Input rows:
+ + +

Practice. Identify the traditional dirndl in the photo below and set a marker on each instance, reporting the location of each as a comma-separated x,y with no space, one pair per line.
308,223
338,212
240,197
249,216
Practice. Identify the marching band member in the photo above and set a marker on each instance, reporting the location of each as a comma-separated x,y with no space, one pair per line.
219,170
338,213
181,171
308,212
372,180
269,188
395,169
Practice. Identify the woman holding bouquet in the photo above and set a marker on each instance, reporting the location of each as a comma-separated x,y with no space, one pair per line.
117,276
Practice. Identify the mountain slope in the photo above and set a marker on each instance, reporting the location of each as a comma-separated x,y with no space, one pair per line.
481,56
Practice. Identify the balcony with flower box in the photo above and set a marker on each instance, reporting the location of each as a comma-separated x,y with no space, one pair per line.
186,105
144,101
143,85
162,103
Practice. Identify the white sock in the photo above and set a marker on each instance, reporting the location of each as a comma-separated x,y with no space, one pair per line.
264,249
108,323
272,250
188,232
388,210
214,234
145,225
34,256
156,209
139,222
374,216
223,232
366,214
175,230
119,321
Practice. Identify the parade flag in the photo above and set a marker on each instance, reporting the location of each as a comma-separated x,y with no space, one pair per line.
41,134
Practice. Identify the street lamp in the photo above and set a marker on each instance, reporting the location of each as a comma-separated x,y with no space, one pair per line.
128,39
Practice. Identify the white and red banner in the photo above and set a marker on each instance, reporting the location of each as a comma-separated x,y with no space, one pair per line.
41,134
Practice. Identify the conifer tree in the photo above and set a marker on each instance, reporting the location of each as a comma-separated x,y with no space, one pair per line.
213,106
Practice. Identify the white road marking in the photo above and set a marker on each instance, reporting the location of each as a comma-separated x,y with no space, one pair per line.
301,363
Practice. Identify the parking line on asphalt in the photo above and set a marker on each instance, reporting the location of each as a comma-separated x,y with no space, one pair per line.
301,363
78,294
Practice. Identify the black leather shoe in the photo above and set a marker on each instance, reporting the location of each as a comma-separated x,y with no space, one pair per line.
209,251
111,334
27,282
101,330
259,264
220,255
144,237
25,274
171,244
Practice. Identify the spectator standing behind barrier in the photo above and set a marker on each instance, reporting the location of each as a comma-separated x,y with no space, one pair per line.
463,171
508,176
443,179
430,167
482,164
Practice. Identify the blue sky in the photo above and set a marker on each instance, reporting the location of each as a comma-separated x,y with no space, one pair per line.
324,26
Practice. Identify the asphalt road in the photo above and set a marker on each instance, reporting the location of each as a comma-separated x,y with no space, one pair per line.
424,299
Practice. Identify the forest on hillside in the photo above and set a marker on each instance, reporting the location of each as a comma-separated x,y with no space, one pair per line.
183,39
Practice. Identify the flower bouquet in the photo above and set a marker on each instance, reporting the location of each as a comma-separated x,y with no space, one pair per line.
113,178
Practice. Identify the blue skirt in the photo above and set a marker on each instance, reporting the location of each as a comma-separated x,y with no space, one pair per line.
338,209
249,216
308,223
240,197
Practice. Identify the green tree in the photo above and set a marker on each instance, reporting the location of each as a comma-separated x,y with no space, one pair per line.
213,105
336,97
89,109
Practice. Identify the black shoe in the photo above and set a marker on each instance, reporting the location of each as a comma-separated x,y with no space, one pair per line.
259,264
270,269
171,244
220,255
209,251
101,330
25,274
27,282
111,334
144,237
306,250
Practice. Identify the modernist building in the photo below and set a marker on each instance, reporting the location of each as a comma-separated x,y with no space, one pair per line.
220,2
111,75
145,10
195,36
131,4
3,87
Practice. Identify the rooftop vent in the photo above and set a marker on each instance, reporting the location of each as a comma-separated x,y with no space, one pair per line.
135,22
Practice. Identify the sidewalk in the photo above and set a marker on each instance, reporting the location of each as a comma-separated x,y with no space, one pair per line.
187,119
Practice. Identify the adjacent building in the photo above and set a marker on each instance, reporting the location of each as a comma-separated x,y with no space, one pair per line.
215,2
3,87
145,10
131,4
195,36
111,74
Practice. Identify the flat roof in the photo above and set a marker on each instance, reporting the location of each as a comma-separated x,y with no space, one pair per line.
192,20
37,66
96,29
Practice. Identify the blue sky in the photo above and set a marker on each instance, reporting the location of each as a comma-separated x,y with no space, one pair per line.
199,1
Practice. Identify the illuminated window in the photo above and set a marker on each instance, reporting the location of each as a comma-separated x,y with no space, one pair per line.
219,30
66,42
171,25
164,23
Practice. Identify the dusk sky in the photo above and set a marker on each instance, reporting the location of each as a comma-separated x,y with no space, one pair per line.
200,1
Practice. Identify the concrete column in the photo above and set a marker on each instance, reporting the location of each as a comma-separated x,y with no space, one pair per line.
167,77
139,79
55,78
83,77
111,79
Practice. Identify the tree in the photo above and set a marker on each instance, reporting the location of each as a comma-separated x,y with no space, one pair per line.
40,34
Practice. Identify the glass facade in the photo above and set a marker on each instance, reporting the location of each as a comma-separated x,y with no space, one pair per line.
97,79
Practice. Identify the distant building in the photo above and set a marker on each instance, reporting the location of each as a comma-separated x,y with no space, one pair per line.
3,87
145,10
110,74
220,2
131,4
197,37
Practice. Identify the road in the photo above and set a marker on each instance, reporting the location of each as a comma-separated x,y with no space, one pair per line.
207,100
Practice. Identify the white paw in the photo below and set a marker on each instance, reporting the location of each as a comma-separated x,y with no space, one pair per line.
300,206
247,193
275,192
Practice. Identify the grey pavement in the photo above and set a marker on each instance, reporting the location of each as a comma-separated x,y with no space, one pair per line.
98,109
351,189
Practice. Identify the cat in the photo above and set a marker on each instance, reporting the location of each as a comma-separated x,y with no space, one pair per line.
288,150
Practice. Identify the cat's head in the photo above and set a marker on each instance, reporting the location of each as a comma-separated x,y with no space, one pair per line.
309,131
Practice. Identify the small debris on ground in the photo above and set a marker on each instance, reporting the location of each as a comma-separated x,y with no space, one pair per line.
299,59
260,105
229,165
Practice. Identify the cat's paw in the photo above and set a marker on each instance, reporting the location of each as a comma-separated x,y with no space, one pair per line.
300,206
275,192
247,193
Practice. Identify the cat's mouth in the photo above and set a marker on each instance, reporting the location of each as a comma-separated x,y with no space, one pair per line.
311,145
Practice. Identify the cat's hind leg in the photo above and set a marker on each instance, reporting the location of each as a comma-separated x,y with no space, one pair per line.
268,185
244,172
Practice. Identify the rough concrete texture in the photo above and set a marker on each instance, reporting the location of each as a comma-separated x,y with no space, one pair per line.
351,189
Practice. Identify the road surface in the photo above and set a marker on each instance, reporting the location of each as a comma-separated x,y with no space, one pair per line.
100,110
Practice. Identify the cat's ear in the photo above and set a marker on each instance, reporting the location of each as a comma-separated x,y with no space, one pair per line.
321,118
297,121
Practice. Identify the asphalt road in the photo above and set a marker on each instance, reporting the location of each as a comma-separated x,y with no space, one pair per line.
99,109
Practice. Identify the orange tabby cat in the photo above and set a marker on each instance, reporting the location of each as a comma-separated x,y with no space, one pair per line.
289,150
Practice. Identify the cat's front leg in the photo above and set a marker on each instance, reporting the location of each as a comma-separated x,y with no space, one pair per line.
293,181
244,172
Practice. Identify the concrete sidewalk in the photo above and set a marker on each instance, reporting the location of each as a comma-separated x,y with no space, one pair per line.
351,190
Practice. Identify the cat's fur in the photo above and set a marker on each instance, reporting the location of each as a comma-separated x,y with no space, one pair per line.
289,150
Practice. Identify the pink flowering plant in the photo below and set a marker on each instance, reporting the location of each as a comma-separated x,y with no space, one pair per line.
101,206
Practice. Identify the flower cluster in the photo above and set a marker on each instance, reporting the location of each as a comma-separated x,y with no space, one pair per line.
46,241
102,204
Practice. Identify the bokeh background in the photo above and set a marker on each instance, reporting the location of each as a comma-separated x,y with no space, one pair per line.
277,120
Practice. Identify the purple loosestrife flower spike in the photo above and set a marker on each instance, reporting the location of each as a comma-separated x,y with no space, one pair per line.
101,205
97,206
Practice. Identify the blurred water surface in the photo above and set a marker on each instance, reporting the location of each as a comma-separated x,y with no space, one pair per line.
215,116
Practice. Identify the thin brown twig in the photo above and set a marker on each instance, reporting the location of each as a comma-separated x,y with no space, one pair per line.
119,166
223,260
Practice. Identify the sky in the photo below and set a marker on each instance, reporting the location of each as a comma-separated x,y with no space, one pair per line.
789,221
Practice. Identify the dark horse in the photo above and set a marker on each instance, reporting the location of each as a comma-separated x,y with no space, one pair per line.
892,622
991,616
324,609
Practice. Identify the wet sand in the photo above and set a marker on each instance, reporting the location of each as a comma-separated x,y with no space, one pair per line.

+ + +

What is needed: Take the line in which "Practice. Identify the purple" occurs and each subsequent line through the end; give these lines again without alteration.

Result of this task:
Practice. Identify the purple loosestrife flower spike in the photo above and set a marker on each instance, reporting the location of each as a comma-separated x,y with no space, one pair per line.
101,205
97,206
Practice. Identify the blurred water surface in the photo above and set a marker on each instance, reporting the location of each as a comma-separated x,y with no space, one pair per line.
215,116
Practice. Identify the thin brown twig in the photo above and set a marker on each instance, reporting the location of each as a comma-separated x,y with no space, one pair per line.
119,166
223,260
Practice. Identify the sky in the photo below and set a marker on each instance, reporting the location of each as a comma-separated x,y with no space, one pair per line.
789,221
Practice. Identify the dark horse in the photo above and set a marker on each instance, reporting the location of each as a comma-separated x,y with no space, one pair per line.
892,622
991,616
324,609
Practice. Identify the wet sand in the photo above and set a marker on each instance, reporting the location of each as a comma-separated x,y with no space, one pair per line.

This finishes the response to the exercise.